# TEXT EXCERPT

* * * * *

Arizona residents may be interested to learn about a man who filed an age discrimination and retaliation claim against his former employer. The former nursing home maintenance director claimed that his termination by a Pennsylvania nursing home violated his rights under the Age Discrimination in Employment Act and the Family and Medical Leave Act.
After reviewing evidence that the plaintiff had a history of poor performance evaluations, the court dismissed the man’s age discrimination claim. However, the man’s FMLA retaliation claim was allowed to proceed to trial. The court found that the close timing between the man’s leave request and his firing was suggestive of retaliation.
According to court records, the former nursing home employee was placed on the first of three performance improvement plans in January 2012. He was fired on June 20, 2012, two days after he provided the human resources department with an FMLA certification of health care provider form. At court hearings, the plaintiff did not deny that he had conducted an investigation of his supervisor’s work attendance. After he was placed on his first performance improvement plan, the man began monitoring camera footage and his supervisor’s time sheets.

* * * * *

# DATA FOR REVIEW
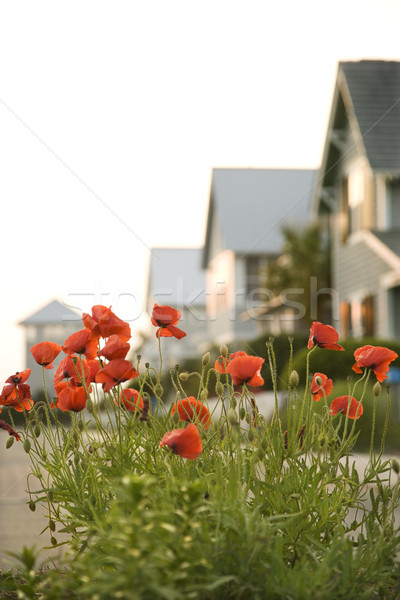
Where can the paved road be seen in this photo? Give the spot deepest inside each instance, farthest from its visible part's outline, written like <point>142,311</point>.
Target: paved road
<point>19,525</point>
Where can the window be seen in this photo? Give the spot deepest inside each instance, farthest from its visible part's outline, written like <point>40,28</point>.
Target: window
<point>367,316</point>
<point>352,197</point>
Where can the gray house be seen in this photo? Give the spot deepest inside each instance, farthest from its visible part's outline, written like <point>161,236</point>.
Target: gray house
<point>247,208</point>
<point>177,279</point>
<point>52,323</point>
<point>358,195</point>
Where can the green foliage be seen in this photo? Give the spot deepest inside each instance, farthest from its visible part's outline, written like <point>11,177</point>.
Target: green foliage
<point>282,346</point>
<point>305,255</point>
<point>277,509</point>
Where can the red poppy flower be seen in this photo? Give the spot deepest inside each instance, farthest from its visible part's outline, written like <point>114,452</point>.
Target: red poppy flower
<point>16,392</point>
<point>246,369</point>
<point>222,361</point>
<point>184,442</point>
<point>17,395</point>
<point>19,377</point>
<point>190,409</point>
<point>323,336</point>
<point>69,397</point>
<point>165,318</point>
<point>45,352</point>
<point>130,399</point>
<point>321,389</point>
<point>115,372</point>
<point>82,342</point>
<point>75,368</point>
<point>103,323</point>
<point>353,410</point>
<point>11,431</point>
<point>114,348</point>
<point>376,358</point>
<point>94,368</point>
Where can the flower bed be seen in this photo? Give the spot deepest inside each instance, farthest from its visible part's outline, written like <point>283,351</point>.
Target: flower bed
<point>180,501</point>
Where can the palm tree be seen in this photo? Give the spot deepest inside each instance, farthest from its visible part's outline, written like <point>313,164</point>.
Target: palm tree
<point>301,273</point>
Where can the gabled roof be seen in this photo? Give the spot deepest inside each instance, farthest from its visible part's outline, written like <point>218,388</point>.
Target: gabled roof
<point>366,99</point>
<point>53,313</point>
<point>176,277</point>
<point>251,205</point>
<point>374,89</point>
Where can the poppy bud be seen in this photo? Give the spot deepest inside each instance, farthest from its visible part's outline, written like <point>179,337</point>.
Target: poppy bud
<point>219,389</point>
<point>325,467</point>
<point>232,417</point>
<point>223,350</point>
<point>377,389</point>
<point>251,436</point>
<point>9,442</point>
<point>294,378</point>
<point>206,359</point>
<point>260,454</point>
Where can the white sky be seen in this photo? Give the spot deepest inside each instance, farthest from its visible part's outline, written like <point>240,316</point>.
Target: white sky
<point>113,114</point>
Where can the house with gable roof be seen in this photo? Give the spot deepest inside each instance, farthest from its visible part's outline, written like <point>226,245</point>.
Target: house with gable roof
<point>247,209</point>
<point>54,322</point>
<point>357,194</point>
<point>176,278</point>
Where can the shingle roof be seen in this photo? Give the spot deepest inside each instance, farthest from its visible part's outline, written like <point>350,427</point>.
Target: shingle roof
<point>53,313</point>
<point>251,205</point>
<point>176,277</point>
<point>390,238</point>
<point>374,87</point>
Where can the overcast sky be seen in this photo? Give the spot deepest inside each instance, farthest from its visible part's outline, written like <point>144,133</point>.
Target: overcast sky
<point>113,114</point>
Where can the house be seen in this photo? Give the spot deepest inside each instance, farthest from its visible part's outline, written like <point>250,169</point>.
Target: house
<point>247,208</point>
<point>357,194</point>
<point>54,323</point>
<point>176,278</point>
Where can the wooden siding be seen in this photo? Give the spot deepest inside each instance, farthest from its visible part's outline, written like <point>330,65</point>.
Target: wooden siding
<point>358,269</point>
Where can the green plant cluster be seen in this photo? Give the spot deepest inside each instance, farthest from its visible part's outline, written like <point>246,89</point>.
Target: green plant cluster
<point>273,509</point>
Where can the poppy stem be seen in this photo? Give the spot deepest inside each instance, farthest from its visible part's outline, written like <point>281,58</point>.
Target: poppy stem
<point>160,354</point>
<point>300,420</point>
<point>385,427</point>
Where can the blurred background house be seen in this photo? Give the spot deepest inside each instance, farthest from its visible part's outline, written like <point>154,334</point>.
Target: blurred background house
<point>357,196</point>
<point>53,322</point>
<point>246,212</point>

* * * * *

# WORK TASK 1
From the passage about the nursing home lawsuit, extract the stretch from "After reviewing evidence" through "suggestive of retaliation.".
# WORK TASK 2
Continue the passage about the nursing home lawsuit from its final sentence onward.
The material is not needed for this work.

# TASK RESPONSE 1
After reviewing evidence that the plaintiff had a history of poor performance evaluations, the court dismissed the man’s age discrimination claim. However, the man’s FMLA retaliation claim was allowed to proceed to trial. The court found that the close timing between the man’s leave request and his firing was suggestive of retaliation.

# TASK RESPONSE 2
Even if an employee cannot dispute a record of poor work performance ratings, the employee may still bring a Family and Medical Leave Act retaliation retaliation claim against the employer. A court may consider an employee’s retaliation claim if a termination occurred shortly after the employee asked for medical or family leave. People may also have a case against their employer if their employer interfered with their decision to take leave.